> [Texto para analizar]
◇ ◇ ◇ ◇ ◇ ◇ ◇

Cultura

René Favaloro, el corazón visionario

Su nombre es sinónimo de cirugía cardiovascular en el mundo entero, pero decidió morir al sentirse solo y abandonado. Hoy, el Paseo del Bosque lleva su nombre.

En el límite del trazado originario de nuestra ciudad, entre las avenidas 1, 60, 122 y 72, está el barrio El Mondongo. Allí, el 12 de julio de 1923, nació René Gerónimo Favaloro, hijo de padre carpintero y de madre modista. Su casa de infancia estaba a una cuadra del Hospital Policlínico General San Martín, que, como un recuerdo del futuro, le permitió adivinar los pasillos, salas y quirófanos que transitaría en los años en que ejerció allí su residencia a partir del tercer año de sus estudios de Medicina.

En las visitas familiares al tío Arturo Cándido Favaloro, que vivía en Jacinto Arauz, supo para siempre lo que es ser de verdad un médico: alguien entregado a auxiliar a quien lo necesita cuando es aquejado por una enfermedad. So­bre todo a los más desvalidos socialmente. En esos días pampeanos, solía entrar furtivamente al consultorio y jugar a atribuir propiedades milagrosas a cada uno de los instrumentos científicos que poseía ese humilde médico de pueblo.

Cursó la primaria en la escuela n° 45 “Manuel Rocha”, en calle 68 al 200, donde actualmente hay un mural que lo recuerda.
Después de clases pasaba las tardes en el taller de su padre, donde aprendió los secretos de la ebanistería. Lo sustancial de su formación intelectual y humanística lo recibió en el Colegio Nacional de La Plata, donde estudió entre los años 1936 y 1941. En esos años tuvo, fundamentalmente, a dos grandes maestros: Ezequiel Martínez Es­trada, a quien homenajeó poniéndole su nombre a la biblioteca de la Universidad Favaloro, fundada en 1992, y el dominicano Pedro Henríquez Ureña, a quien dedicaría un libro, Don Pedro y la educación.

Fue celador del Colegio Nacional, y en el Archivo Histórico de esa casa de estudios están consignadas las razones del nombramiento: “Este cargo se gana por el propio esfuerzo y es una ayuda que se ofrece a los estudiantes distinguidos para facilitarles la prosecución de sus estudios”.

En el año 1942 ingresó a la Facultad de Ciencias Médicas para egresar en 1949, con una tesis, también digitalizada recientemente por el Archivo Histórico de la UNLP, sobre la interrupción aguda del tránsito intestinal y que dedicó a su abuela Cesárea: “Que me enseñó a ver belleza hasta en una pobre rama seca”.

Un lazo eterno con nuestra ciudad

Apenas recibido, se produjo una vacante para médico auxiliar en el Policlínico, cubrió el cargo de mane­ra interina y, a los pocos meses, fue confirmado. Pero por ese entonces recibió una carta de su tío Arturo, en la que le pedía que reemplazara a un doctor de pueblo siquiera unos meses. Allí llegó en mayo de 1950.

◇ ◇ ◇ ◇ ◇ ◇ ◇

> [Información presentada]
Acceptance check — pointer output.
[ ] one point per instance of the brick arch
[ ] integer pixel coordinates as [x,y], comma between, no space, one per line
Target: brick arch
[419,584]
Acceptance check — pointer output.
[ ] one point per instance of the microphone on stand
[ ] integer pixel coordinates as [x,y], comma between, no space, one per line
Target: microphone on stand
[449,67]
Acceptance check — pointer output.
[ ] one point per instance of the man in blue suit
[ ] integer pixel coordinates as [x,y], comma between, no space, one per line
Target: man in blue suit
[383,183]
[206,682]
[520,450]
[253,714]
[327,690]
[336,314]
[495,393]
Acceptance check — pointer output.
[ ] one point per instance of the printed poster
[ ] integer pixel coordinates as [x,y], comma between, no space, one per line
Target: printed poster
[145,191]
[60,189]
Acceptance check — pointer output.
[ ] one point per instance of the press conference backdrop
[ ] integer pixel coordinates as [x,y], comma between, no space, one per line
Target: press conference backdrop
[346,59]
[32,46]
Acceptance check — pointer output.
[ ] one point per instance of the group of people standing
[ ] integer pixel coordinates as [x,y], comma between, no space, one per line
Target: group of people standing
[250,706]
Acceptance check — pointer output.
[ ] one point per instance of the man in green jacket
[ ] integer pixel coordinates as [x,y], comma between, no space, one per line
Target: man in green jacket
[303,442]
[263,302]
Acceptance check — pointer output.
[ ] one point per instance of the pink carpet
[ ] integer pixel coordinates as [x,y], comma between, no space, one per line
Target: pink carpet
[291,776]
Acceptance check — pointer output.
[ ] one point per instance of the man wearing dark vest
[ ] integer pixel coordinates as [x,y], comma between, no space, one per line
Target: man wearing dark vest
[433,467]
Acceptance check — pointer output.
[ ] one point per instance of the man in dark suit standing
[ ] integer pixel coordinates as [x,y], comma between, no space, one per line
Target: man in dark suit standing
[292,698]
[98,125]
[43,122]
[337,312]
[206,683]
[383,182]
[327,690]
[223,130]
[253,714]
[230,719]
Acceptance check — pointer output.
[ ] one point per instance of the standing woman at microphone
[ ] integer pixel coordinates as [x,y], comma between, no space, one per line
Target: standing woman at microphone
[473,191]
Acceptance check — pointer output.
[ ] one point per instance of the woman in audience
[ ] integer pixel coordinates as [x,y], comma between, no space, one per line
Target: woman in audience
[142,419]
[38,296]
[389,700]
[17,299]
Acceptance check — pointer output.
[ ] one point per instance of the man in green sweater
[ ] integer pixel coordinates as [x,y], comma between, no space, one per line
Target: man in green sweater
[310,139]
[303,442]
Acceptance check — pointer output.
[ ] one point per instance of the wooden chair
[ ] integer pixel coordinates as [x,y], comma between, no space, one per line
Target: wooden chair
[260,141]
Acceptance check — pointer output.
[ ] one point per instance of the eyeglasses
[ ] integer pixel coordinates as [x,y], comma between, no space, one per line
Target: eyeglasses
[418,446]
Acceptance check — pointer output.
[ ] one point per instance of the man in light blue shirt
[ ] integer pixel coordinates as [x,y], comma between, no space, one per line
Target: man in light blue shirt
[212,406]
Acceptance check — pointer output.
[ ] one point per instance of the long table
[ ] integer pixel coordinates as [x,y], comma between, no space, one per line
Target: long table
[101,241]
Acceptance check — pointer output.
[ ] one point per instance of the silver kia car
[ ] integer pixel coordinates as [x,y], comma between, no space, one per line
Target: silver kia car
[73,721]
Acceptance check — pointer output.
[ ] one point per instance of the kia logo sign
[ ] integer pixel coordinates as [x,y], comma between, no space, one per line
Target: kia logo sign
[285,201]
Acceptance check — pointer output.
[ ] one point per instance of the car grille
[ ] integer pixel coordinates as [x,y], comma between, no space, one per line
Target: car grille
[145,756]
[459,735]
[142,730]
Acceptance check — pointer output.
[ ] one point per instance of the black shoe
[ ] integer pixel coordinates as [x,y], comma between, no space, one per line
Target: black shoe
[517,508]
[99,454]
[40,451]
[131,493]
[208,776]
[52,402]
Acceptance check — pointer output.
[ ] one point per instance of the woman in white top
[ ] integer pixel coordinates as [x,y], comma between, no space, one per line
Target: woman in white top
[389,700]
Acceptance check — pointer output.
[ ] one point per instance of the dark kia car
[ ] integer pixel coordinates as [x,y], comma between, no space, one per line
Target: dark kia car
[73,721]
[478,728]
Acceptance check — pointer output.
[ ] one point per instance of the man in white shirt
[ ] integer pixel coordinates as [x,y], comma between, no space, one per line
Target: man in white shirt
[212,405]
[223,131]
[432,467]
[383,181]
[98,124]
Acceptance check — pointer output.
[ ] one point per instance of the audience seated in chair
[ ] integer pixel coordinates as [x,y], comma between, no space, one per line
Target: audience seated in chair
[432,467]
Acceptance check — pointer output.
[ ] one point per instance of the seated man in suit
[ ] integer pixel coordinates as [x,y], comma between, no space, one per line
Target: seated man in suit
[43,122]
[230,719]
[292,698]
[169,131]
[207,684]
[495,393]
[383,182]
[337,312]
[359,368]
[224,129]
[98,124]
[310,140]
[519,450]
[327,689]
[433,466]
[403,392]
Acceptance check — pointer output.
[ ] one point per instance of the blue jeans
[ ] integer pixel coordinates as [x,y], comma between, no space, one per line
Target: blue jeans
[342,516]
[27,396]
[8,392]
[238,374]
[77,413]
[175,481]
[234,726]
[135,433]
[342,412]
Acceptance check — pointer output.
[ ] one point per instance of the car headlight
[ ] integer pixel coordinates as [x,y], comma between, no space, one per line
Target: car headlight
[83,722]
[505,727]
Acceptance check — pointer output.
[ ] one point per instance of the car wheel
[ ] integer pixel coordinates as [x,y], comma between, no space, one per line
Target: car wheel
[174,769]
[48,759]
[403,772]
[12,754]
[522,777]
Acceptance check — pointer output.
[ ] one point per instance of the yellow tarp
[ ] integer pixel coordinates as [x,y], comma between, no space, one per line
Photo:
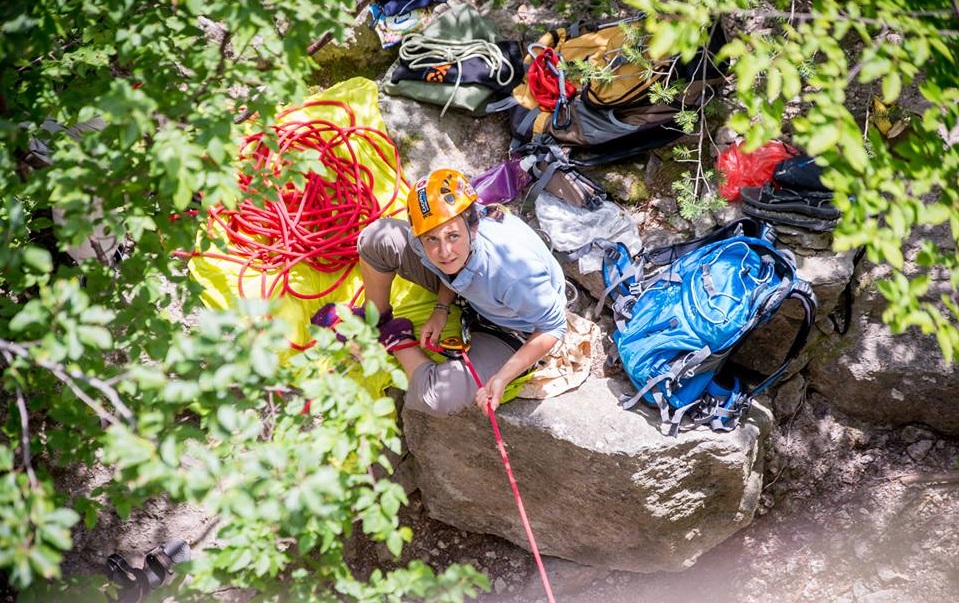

◇ ◇ ◇ ◇ ◇ ◇ ◇

> [Consigna 1]
Responda, a partir del texto sobre René Favaloro, las siguientes preguntas:
(a) ¿En qué fecha nació Favaloro?
(b) ¿Entre qué años estudió en el Colegio Nacional de La Plata?
(c) ¿A quién dedicó su tesis?
> [Consigna 2] Indique todas las avenidas que, según el texto sobre René Favaloro, delimitan el barrio El Mondongo.
> [Consigna 3] Copie del texto sobre René Favaloro el fragmento que va desde "Cursó la primaria" hasta "y la educación.".

> [Solución 1]
(a) El 12 de julio de 1923.
(b) Entre 1936 y 1941.
(c) A su abuela Cesárea.

> [Solución 2] Avenida 1, avenida 60, avenida 122 y avenida 72.

> [Solución 3]
Cursó la primaria en la escuela n° 45 “Manuel Rocha”, en calle 68 al 200, donde actualmente hay un mural que lo recuerda.
Después de clases pasaba las tardes en el taller de su padre, donde aprendió los secretos de la ebanistería. Lo sustancial de su formación intelectual y humanística lo recibió en el Colegio Nacional de La Plata, donde estudió entre los años 1936 y 1941. En esos años tuvo, fundamentalmente, a dos grandes maestros: Ezequiel Martínez Es­trada, a quien homenajeó poniéndole su nombre a la biblioteca de la Universidad Favaloro, fundada en 1992, y el dominicano Pedro Henríquez Ureña, a quien dedicaría un libro, Don Pedro y la educación.